**Set of tasks:**
[A] Collect every line in the records that contains the string "wooden". Matching is case-sensitive.
[B] Extend the piece on the "Oyster" dance production, continuing from its final sentence.

Dance of the Oyster Boy

Once upon a time, a man named Tim Burton wrote a story about a boy who was part oyster. Now, the Inbal Pinto Dance Company has brought Burton’s unique Ed Gory-esque tale to the stage. If you happen to live in the San Francisco Bay Area, you might want to check it out.

Described by The Village Voice as “Part surreal vaudeville, part circus, and part toy store after midnight”, “Oyster”  will premier at the Yerba Buena Center for the Arts in San Francisco tomorrow and play through Sunday.

Burton’s “The Melancholic Death of Oyster Boy” is a rhyming (think Dr. Seuss) children’s story of a bivalve boy who meets a terrible end. You can read the story and see Burton’s drawings for it at homepage.eircom.net/~sebulbac/burton/oysterboy.html.

Choreographer and designer Inbal Pinto was inspired by this tale to create “Oyster” with artistic director Avshalom Pollak. According to UC Davis’s website, the one-hour show is like something Burton would create if he “directed a Cirque du Soleil show starring a modern dance company.” Oyster is a series of circus-like vignettes “at once comical, grotesque and strangely beautiful,” the website continues. “Each skit is perverse in its own way, featuring a crazed, red-headed ballerina with a stool fastened to her posterior, armless dancers in tuxedos, an aerial pas de deux, bodyless dancing legs, performers on strings, and plenty of bizarre clowns and mimes.” A video clip of the performance is available at www.wpas.org/performances/event.php?id=148.

**Dataset records:**

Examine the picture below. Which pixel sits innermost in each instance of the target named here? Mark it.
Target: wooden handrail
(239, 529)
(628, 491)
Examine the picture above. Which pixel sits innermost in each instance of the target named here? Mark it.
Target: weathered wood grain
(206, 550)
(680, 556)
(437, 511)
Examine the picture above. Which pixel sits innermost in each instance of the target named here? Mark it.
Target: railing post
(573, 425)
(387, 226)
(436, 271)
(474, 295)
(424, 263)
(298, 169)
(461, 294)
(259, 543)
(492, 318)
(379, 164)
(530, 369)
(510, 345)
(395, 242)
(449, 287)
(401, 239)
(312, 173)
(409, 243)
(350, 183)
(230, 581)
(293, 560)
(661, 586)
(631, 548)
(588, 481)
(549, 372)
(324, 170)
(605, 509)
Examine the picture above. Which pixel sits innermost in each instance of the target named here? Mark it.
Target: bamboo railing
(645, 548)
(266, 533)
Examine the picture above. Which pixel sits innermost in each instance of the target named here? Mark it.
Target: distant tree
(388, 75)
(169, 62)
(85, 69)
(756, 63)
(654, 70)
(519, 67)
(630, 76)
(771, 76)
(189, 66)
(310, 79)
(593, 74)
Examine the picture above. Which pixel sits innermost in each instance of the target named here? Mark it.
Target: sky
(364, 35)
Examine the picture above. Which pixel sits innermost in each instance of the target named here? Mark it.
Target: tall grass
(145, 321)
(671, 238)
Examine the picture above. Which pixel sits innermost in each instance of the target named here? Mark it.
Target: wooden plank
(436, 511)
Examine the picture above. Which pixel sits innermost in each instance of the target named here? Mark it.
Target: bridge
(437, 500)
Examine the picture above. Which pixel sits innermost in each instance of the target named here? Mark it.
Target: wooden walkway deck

**Answers to the exercises:**
[A]
Target: wooden handrail
Target: wooden plank
Target: wooden walkway deck

[B]
Pinto is a former member of Batsheva Dance Company and has received numerous dance awards since she began choreographing in 1990. Her company of 12 performers is based in Isreal and is currently on a U.S. tour. They performed “Oyster” in Washington, DC, in April, and in Portland, Ore., yesterday.

DETAILS:
Fri, May 5, 2006: 8pm
Sat, May 6, 2006: 8pm
Sun, May 7, 2006: 2pm
The May 6 performance is followed by a a post-performance discussion, Q&A and reception hosted by the Israel Center.
Yerba Buena Center for the Arts
700 Howard Street, San Francisco
www.ybca.org/b_ybca.html

Fri, May 12, 2006: 8pm
Sat, May 13, 2006: 8pm
Each performance is followed by a post performance artist Q&A.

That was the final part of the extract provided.